*** PAGE TEXT

We had to resort to an after-the-fact SQL file which has to drop and recreate each of the
constraints generated for these @ElementCollection's (simply to append an "on
delete cascade" to the constraint). Yuck.
@CollectionOfElements does not cascade on delete
------------------------------------------------
Key: HHH-4301
URL:
http://opensource.atlassian.com/projects/hibernate/browse/HHH-4301
Project: Hibernate Core
Issue Type: Bug
Components: annotations
Environment: Hibernate 3.2.6 GA
Database: H2 1.0.72
Reporter: Nicole Rauch
Consider the following constellation:
@Embeddable
public class Foo {
// ...
}
@Entity
public class Bar {
@CollectionOfElements
private Set<Foo> myFoos;
// ...

******
*** DATASET

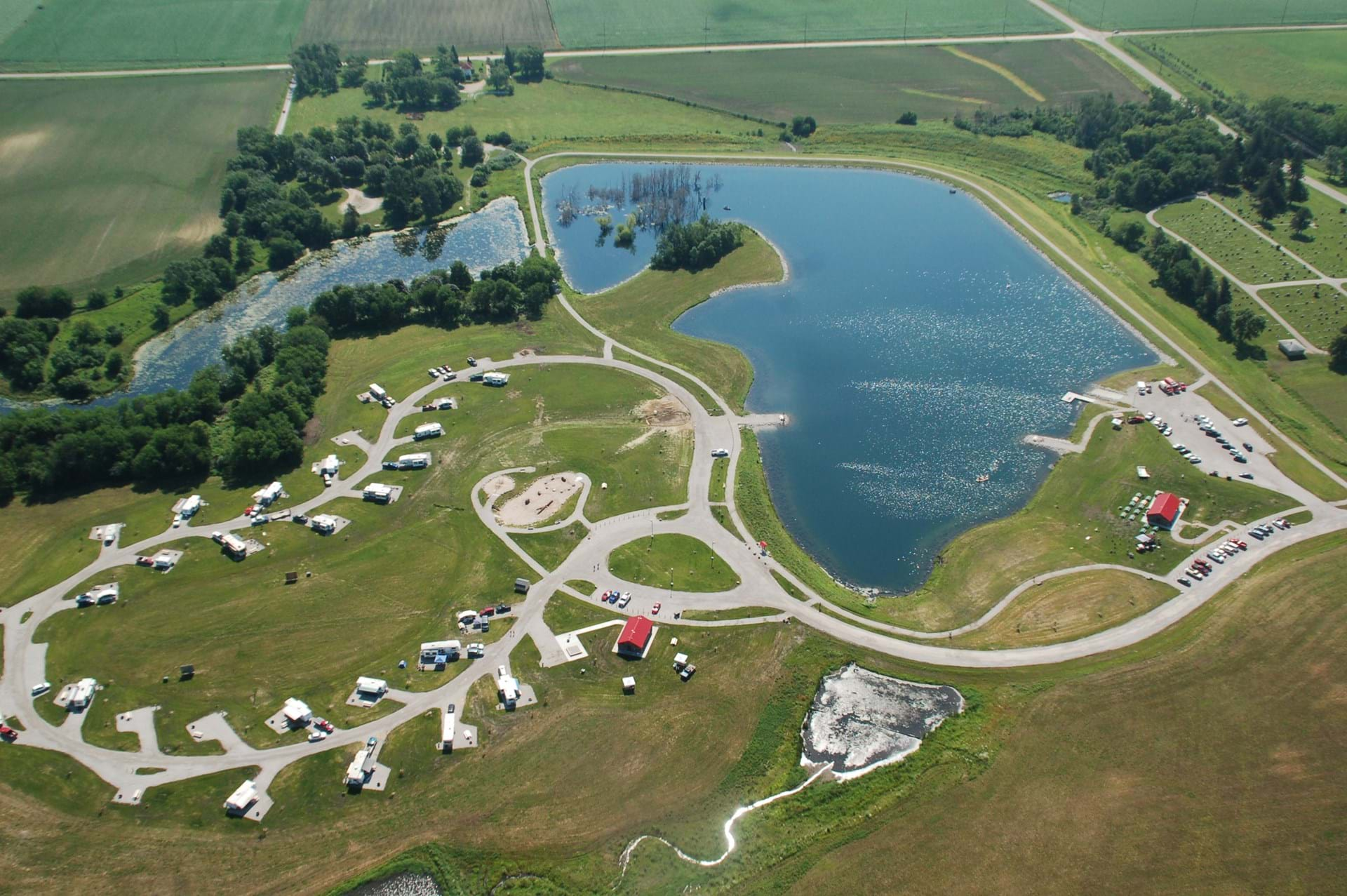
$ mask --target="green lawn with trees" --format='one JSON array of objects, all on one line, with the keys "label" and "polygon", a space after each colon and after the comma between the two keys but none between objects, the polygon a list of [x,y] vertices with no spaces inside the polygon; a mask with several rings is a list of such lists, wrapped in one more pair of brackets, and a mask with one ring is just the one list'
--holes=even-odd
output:
[{"label": "green lawn with trees", "polygon": [[199,253],[237,129],[284,93],[279,71],[0,82],[0,305],[32,284],[84,305]]}]

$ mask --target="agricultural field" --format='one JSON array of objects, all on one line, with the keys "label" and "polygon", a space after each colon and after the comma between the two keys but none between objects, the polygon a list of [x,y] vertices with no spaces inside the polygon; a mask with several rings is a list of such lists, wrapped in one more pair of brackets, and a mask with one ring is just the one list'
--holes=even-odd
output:
[{"label": "agricultural field", "polygon": [[1321,349],[1347,326],[1347,295],[1327,283],[1258,290],[1258,296]]},{"label": "agricultural field", "polygon": [[[1060,22],[1028,0],[669,0],[595,4],[551,0],[562,46],[644,47],[700,43],[933,38],[975,34],[1045,34]],[[904,30],[905,22],[905,30]]]},{"label": "agricultural field", "polygon": [[[370,77],[379,77],[372,67]],[[362,90],[338,90],[329,97],[306,97],[291,108],[287,131],[308,131],[314,125],[335,124],[345,116],[388,121],[395,128],[407,121],[393,109],[369,109]],[[544,81],[521,84],[512,97],[478,94],[450,112],[427,112],[418,123],[422,133],[443,132],[471,124],[478,133],[508,131],[517,140],[609,140],[613,137],[663,137],[665,141],[698,139],[704,135],[741,135],[749,123],[719,112],[690,109],[679,102],[613,93],[587,86]],[[753,125],[756,129],[757,125]],[[772,143],[776,135],[772,135]],[[628,140],[633,146],[636,140]]]},{"label": "agricultural field", "polygon": [[1184,237],[1245,283],[1309,280],[1313,274],[1251,233],[1207,199],[1167,205],[1156,220]]},{"label": "agricultural field", "polygon": [[1347,31],[1146,35],[1127,43],[1158,49],[1189,78],[1230,97],[1347,102]]},{"label": "agricultural field", "polygon": [[[7,9],[9,3],[5,0]],[[306,0],[55,0],[0,42],[0,69],[284,62]],[[0,26],[3,27],[3,26]]]},{"label": "agricultural field", "polygon": [[1347,22],[1338,0],[1048,0],[1080,24],[1114,28],[1214,28],[1257,24],[1325,24]]},{"label": "agricultural field", "polygon": [[505,46],[556,47],[547,0],[310,0],[296,43],[335,43],[374,58],[436,46],[459,53]]},{"label": "agricultural field", "polygon": [[[1220,197],[1220,201],[1245,221],[1263,228],[1253,197],[1247,193]],[[1347,206],[1319,190],[1311,190],[1309,199],[1301,205],[1315,216],[1309,229],[1303,234],[1296,236],[1290,229],[1292,213],[1289,210],[1269,221],[1268,226],[1263,228],[1265,232],[1327,276],[1347,278]]]},{"label": "agricultural field", "polygon": [[[769,121],[808,113],[822,124],[893,123],[1070,104],[1088,93],[1141,92],[1074,40],[968,47],[846,47],[559,59],[558,78],[643,90]],[[800,77],[808,71],[808,77]]]},{"label": "agricultural field", "polygon": [[269,124],[284,93],[282,71],[0,82],[0,302],[195,255],[220,228],[236,131]]}]

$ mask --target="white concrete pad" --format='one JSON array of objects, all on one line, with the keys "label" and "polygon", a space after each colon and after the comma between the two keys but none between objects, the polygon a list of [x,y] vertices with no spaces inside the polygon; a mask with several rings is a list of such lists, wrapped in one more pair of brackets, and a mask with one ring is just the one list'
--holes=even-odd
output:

******

# [GIVEN REQUEST 1]
In the Hibernate bug report, why does the after-the-fact SQL file drop and recreate each constraint?
# [GIVEN REQUEST 2]
Write out again, word for word, the stretch of the Hibernate bug report from "We had to resort" through "the constraint). Yuck.".
The data comes from a different source than the Hibernate bug report.

# [SOLUTION 1]
The file drops and recreates each constraint generated for the @ElementCollection's only so it can append an "on delete cascade" to it.

# [SOLUTION 2]
We had to resort to an after-the-fact SQL file which has to drop and recreate each of the
constraints generated for these @ElementCollection's (simply to append an "on
delete cascade" to the constraint). Yuck.